— WORK TASK 1 —
From the article on stroke predictors in black patients, copy the passage starting with "Researchers reviewed electrocardiogram" and going on through "1980s and 90s.".
— WORK TASK 2 —
Answer these questions from the article on stroke predictors in black patients:
(a) How many times more often do black patients suffer strokes than white patients?
(b) In which journal does the study appear?
(c) How many people took part in the Atherosclerosis Risk in Communities study?
— WORK TASK 3 —
Continue the article on stroke predictors in black patients from where it stops.

— PAGE EXCERPT —
Researchers identify stroke predictors in black patients

Predictors of atrial fibrillation might offer physicians a better way to prevent stroke in blacks, according to a new study done by researchers at Wake Forest University School of Medicine, Winston-Salem, USA.

Despite low reported prevalence of atrial fibrillation in black patients, they suffer strokes five times more often than white patients and die from them two times more often. That paradox might result from limitations in the methods (electrocardiograms or self-report) used to detect atrial fibrillation, said Dr Elsayed Z Soliman, Epidemiological Cardiology Research Center at the School of Medicine and lead author of the study.

“The limitations stem from the fact that atrial fibrillation is intermittent in at least 30% of patients, and most patients are not aware if they have atrial fibrillation or not,” Soliman said. “Trying to detect atrial fibrillation using an electrocardiogram, or simply counting on patients to know if they have it, leads to underdiagnosis of the condition most of the time. Our research suggests that being proactive in predicting it may be a better approach.”

The study appears in Stroke, the peer-reviewed journal of the American Heart Association and American Stroke Association.

Researchers reviewed electrocardiogram data from the Atherosclerosis Risk in Communities study supported by the National Heart, Lung and Blood Institute. More than 15,000 people in North Carolina, Mississippi, Minnesota and Maryland participated in the study during the 1980s and 90s.

— DATA EXCERPTS —
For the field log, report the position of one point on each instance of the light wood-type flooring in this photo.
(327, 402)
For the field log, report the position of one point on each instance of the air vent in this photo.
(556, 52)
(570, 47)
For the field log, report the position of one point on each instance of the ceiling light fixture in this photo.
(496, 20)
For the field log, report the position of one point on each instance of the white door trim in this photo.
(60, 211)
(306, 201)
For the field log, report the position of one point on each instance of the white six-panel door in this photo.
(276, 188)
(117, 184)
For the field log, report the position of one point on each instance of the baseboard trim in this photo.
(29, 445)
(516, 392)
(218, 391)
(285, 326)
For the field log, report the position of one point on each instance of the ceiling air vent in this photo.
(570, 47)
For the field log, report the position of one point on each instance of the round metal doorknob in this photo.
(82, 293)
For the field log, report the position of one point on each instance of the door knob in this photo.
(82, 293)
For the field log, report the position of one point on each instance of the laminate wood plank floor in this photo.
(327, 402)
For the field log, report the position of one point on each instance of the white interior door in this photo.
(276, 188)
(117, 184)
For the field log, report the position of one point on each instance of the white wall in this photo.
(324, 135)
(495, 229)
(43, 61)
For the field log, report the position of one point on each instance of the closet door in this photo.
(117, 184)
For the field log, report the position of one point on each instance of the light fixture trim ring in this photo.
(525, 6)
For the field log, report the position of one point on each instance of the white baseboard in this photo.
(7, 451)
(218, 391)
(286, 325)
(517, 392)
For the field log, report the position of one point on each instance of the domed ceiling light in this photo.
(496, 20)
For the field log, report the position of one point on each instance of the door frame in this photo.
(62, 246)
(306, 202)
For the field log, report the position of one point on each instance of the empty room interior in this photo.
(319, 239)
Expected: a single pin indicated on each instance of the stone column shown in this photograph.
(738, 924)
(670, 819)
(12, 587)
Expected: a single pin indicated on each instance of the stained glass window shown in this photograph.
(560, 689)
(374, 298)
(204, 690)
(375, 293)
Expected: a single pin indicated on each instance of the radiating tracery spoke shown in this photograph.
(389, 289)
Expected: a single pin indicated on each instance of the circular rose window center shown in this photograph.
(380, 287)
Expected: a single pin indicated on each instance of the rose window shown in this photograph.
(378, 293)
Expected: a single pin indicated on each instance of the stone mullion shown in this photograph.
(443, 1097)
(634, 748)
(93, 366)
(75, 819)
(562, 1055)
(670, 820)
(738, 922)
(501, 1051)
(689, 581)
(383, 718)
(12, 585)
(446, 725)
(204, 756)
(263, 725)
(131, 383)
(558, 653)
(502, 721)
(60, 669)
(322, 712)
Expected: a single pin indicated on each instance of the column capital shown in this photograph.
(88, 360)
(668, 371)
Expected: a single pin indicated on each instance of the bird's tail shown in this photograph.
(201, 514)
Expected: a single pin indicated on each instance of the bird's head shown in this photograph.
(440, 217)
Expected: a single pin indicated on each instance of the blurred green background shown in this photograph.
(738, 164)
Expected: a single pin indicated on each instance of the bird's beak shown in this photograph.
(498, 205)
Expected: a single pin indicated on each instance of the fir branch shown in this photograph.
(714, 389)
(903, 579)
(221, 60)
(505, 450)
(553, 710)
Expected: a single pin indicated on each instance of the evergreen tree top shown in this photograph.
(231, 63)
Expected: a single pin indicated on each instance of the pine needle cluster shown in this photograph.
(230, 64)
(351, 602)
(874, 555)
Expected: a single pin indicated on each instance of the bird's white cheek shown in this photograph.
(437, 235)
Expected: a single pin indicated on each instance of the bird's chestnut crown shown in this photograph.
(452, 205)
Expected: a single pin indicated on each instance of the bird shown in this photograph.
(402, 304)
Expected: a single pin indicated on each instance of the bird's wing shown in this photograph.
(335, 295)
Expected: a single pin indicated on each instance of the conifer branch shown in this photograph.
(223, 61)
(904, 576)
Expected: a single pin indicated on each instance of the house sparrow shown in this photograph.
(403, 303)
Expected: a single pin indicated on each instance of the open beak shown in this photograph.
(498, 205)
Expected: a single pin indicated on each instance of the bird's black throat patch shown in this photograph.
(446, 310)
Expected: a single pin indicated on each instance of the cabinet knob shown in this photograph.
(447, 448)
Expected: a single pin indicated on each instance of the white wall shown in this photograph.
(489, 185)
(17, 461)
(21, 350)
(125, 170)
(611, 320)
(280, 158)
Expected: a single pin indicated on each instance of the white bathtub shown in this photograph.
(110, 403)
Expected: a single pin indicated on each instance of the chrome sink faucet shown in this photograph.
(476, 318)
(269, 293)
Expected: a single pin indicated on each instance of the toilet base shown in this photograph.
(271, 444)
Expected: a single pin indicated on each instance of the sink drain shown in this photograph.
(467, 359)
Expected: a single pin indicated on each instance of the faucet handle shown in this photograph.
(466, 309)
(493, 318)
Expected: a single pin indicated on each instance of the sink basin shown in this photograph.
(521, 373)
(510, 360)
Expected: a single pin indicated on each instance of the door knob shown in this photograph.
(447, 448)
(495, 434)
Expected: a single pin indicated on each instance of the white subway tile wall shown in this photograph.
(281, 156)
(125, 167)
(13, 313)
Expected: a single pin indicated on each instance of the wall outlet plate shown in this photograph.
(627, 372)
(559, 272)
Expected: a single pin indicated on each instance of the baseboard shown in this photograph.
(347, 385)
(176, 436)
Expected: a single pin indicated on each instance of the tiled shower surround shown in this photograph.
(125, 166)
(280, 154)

— EXPECTED OUTPUT 1 —
Researchers reviewed electrocardiogram data from the Atherosclerosis Risk in Communities study supported by the National Heart, Lung and Blood Institute. More than 15,000 people in North Carolina, Mississippi, Minnesota and Maryland participated in the study during the 1980s and 90s.

— EXPECTED OUTPUT 2 —
(a) Five times more often.
(b) Stroke.
(c) More than 15,000.

— EXPECTED OUTPUT 3 —
Researchers found that, while electrocardiogram reports of atrial fibrillation were significantly less in black participants than in whites, black participants ultimately suffered more ischemic strokes. However, the analysis uncovered that electrocardiogram on black participants revealed a higher rate of predictors (P-wave terminal force, P-wave duration, P-wave area and PR duration) of future atrial fibrillation than did the electrocardiograms of the white participants.

“With the blacks having more abnormal electrocardiogram predictors of atrial fibrillation, as the results showed, there is a possibility that blacks might actually have a higher prevalence of atrial fibrillation than previous studies have picked up on,” Soliman said. “Blacks may have more ‘intermittent’ atrial fibrillation, the difficult type to detect, which could be the reason why previous studies underestimated diagnosis more in blacks.”

Soliman added that physicians, knowing this, should use the electrocardiogram to evaluate black patients’ risk of stroke by determining if the patient has certain predictors, instead of the condition itself. If so, the patients may be able to be treated with blood thinners as if they have the disease. It is a treatment adjustment that could help prevent stroke, however further investigation into the subject is needed, he said.

“P-wave terminal force in the electrocardiogram may provide a strong independent predictor for incidence stroke and atrial fibrillation in clinical practice,” Soliman said. “For the physician evaluating black patients for the risk of stroke, these results show that you cannot think atrial fibrillation is less common in this population,” Soliman said.

Soliman said that the next step in research on this subject is to do a long-term electrocardiogram study to confirm the hypothesis that atrial fibrillation, especially the intermittent type, has been underdiagnosed in blacks.

“We need further studies using long-term electrocardiogram recording – 48-72 hours – or event monitors to detect atrial fibrillation” he said. “The cost of these tests on population studies has always been an obstacle. However, with the results of this study, it may be worth it.”